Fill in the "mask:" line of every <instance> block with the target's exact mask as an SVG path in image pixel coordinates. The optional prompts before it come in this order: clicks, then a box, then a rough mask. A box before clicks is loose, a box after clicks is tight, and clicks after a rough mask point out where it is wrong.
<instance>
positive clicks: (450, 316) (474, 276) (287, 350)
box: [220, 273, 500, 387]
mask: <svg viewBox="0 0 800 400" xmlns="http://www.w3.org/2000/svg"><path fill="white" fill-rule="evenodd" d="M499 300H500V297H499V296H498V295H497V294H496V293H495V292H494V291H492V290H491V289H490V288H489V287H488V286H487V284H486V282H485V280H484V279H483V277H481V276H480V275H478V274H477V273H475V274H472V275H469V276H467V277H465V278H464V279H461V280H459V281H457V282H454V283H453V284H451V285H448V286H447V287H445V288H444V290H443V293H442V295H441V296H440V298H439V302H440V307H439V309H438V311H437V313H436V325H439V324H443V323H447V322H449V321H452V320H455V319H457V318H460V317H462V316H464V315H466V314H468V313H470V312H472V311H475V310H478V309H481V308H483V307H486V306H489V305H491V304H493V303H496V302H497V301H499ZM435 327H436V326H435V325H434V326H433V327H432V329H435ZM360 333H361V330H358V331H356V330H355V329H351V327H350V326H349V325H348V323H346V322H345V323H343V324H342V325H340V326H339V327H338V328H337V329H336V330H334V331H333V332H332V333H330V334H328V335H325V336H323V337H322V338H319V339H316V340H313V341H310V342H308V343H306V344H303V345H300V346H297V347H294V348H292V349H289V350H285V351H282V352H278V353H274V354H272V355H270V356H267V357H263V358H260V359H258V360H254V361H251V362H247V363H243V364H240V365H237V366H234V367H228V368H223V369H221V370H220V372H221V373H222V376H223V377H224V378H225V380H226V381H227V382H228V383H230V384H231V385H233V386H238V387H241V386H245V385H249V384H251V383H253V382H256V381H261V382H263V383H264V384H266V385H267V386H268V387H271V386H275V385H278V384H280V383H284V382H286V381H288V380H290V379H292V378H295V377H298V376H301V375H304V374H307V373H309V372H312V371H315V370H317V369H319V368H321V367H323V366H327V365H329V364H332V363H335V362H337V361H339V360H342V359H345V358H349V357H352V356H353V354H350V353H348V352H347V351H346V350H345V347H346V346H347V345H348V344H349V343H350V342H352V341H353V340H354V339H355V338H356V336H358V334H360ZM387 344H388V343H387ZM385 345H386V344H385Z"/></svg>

------------------------------------------------------------

**What is expected:**
Copy out all the lines of the records that include "instance".

**Written solution:**
Fill in the "mask:" line of every <instance> block with the target's exact mask as an SVG path in image pixel coordinates. The optional prompts before it come in this order: clicks, then a box, then a rough mask. A box before clicks is loose, a box after clicks is tight, and clicks after a rough mask point out where it is wrong.
<instance>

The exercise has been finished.